• WORK INSTRUCTIONS
All lines from the one containing "Reviewer note: every instance of the steering" through the end of the entries below should appear in the answer exactly, with no others.

• Point-per-instance localization data
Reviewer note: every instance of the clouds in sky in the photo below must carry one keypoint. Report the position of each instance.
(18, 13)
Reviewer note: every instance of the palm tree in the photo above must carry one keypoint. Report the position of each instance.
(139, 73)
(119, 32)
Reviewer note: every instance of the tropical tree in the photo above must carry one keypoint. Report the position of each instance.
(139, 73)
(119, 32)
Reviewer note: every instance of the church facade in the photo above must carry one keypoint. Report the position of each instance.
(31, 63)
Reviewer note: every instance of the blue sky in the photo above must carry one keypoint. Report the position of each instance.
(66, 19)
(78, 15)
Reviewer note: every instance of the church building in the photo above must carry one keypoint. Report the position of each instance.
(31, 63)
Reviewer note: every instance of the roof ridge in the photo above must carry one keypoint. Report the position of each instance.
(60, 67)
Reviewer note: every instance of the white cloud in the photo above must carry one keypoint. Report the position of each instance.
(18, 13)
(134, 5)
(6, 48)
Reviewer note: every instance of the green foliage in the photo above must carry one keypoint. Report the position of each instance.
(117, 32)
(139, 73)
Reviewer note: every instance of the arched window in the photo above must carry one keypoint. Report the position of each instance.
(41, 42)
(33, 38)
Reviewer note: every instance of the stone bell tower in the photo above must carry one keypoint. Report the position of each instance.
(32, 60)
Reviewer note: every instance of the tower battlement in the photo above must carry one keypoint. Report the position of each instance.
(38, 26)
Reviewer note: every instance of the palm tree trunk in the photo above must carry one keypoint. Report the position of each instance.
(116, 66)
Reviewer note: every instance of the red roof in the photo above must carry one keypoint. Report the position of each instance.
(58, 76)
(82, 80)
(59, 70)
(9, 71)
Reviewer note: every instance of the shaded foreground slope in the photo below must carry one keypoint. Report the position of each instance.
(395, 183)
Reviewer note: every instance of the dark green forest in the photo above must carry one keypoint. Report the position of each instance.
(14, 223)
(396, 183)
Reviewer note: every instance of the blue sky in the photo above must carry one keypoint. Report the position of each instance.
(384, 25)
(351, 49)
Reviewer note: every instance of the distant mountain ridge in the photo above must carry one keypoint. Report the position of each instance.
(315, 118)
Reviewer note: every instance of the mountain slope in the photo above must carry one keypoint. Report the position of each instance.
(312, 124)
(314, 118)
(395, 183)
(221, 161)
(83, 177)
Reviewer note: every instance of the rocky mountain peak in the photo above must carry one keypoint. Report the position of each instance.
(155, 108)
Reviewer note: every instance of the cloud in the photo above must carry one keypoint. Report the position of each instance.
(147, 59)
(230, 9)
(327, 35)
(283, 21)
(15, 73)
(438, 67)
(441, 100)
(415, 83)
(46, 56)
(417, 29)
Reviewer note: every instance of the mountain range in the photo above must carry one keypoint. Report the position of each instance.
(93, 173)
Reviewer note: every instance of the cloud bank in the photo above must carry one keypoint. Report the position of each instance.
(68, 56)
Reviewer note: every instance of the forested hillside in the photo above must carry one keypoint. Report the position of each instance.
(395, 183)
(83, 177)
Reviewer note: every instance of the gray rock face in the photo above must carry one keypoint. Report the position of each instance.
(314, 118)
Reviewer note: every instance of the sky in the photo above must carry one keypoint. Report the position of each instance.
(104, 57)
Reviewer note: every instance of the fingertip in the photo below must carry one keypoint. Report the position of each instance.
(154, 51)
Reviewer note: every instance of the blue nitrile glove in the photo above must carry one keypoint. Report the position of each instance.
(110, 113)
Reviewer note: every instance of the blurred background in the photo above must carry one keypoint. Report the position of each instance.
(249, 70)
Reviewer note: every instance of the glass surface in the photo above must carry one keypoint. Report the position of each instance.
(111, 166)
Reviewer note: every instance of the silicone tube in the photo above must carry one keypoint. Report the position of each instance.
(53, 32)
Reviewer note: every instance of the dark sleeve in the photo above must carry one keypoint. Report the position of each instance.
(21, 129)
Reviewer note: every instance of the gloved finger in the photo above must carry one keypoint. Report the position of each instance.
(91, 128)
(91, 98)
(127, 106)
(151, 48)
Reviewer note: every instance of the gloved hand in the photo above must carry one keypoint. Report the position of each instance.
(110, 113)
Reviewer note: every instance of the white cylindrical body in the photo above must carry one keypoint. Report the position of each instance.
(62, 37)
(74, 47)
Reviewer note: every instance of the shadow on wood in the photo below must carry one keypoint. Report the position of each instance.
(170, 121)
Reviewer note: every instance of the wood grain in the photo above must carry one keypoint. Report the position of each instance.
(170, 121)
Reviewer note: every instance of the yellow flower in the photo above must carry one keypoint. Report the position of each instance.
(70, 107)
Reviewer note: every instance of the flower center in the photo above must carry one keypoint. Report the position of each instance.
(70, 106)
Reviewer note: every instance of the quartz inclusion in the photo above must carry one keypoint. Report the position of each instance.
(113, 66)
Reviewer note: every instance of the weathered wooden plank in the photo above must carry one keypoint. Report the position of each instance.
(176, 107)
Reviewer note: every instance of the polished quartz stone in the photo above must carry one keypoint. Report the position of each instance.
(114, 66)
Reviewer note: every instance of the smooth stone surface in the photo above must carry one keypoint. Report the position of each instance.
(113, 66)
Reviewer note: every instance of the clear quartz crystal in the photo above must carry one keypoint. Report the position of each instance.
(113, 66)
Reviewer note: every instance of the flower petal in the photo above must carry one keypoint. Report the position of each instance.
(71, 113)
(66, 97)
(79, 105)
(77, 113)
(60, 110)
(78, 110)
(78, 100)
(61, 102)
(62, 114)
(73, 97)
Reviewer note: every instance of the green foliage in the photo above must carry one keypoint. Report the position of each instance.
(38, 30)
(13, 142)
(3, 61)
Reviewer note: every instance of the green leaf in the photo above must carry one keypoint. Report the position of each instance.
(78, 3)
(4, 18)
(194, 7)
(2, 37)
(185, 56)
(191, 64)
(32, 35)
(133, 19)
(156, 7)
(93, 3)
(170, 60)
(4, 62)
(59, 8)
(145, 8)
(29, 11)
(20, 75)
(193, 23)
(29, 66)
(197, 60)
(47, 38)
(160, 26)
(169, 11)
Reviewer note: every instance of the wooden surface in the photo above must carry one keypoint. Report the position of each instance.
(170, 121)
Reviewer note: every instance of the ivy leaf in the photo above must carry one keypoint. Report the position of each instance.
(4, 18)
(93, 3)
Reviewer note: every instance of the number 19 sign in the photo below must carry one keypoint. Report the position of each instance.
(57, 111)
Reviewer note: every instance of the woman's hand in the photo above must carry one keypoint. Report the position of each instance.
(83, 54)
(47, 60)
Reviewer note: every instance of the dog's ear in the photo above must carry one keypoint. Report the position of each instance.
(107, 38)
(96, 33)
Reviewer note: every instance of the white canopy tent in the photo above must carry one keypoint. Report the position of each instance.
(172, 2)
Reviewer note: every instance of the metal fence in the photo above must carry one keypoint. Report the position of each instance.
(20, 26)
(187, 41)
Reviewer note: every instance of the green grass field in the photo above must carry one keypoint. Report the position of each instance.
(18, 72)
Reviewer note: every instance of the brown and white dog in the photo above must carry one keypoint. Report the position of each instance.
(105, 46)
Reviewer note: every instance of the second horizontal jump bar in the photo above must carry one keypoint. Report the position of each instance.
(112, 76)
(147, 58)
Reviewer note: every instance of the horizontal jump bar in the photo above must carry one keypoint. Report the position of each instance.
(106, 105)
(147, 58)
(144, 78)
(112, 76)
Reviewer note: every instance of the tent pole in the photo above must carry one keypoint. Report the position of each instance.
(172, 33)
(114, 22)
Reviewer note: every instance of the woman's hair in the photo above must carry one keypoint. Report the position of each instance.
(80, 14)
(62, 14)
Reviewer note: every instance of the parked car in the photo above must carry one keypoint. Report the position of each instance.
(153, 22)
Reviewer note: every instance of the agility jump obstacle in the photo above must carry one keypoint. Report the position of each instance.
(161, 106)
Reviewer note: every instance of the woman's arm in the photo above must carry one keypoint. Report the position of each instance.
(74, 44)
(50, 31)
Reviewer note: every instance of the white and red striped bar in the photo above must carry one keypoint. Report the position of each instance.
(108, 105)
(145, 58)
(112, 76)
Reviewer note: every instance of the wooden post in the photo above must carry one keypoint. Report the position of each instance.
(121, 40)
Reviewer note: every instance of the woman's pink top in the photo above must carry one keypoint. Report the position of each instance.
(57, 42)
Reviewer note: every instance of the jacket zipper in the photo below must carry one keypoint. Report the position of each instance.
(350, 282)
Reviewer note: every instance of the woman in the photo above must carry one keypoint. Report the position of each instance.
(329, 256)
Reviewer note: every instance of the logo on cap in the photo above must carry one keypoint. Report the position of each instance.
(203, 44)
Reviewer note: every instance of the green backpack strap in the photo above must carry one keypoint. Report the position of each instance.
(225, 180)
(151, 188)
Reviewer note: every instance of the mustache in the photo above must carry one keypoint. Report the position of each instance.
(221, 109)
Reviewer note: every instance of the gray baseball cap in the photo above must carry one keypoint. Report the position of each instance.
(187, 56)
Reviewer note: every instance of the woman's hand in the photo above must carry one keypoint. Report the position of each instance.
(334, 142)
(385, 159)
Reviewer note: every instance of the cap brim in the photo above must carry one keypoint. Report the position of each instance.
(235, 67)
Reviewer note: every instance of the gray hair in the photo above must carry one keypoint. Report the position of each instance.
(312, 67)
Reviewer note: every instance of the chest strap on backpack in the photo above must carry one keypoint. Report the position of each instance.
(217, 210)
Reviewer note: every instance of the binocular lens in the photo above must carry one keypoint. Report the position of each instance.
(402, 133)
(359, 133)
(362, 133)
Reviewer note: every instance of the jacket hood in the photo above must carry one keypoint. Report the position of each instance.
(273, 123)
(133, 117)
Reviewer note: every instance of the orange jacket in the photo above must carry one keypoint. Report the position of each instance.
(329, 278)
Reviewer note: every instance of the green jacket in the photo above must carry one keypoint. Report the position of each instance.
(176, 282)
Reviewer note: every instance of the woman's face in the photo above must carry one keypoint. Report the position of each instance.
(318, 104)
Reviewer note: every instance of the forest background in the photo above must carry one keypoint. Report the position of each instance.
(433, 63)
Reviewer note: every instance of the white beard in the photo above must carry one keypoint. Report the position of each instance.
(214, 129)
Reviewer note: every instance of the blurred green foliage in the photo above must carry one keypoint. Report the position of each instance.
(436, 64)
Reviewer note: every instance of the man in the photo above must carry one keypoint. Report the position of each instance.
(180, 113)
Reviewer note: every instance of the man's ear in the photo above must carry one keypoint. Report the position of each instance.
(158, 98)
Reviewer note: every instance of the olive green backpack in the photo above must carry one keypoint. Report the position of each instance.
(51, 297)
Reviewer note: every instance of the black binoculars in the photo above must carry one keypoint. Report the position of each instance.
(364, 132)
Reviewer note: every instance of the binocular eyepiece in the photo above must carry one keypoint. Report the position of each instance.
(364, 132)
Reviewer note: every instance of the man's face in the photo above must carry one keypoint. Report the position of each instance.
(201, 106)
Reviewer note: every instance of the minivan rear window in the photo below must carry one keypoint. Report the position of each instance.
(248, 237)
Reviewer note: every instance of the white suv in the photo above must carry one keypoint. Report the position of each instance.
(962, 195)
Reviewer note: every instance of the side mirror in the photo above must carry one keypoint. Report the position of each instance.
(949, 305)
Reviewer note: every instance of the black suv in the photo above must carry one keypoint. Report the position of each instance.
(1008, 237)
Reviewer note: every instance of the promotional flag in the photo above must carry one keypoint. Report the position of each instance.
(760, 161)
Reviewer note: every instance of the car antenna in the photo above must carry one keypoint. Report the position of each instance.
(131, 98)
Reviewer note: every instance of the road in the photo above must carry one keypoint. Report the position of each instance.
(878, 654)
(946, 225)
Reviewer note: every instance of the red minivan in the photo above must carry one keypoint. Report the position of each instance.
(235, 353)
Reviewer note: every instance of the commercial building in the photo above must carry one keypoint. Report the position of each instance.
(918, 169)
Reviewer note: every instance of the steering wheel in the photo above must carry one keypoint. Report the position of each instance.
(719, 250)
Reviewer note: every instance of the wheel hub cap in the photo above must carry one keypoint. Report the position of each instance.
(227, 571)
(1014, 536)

• ANSWER SECTION
Reviewer note: every instance of the steering wheel in the photo above must carry one keypoint. Report the position of each instance.
(719, 250)
Reviewer note: every instance of the wheel hub cap in the photo above must carry one keypoint. Report the position of each instance.
(227, 571)
(1014, 536)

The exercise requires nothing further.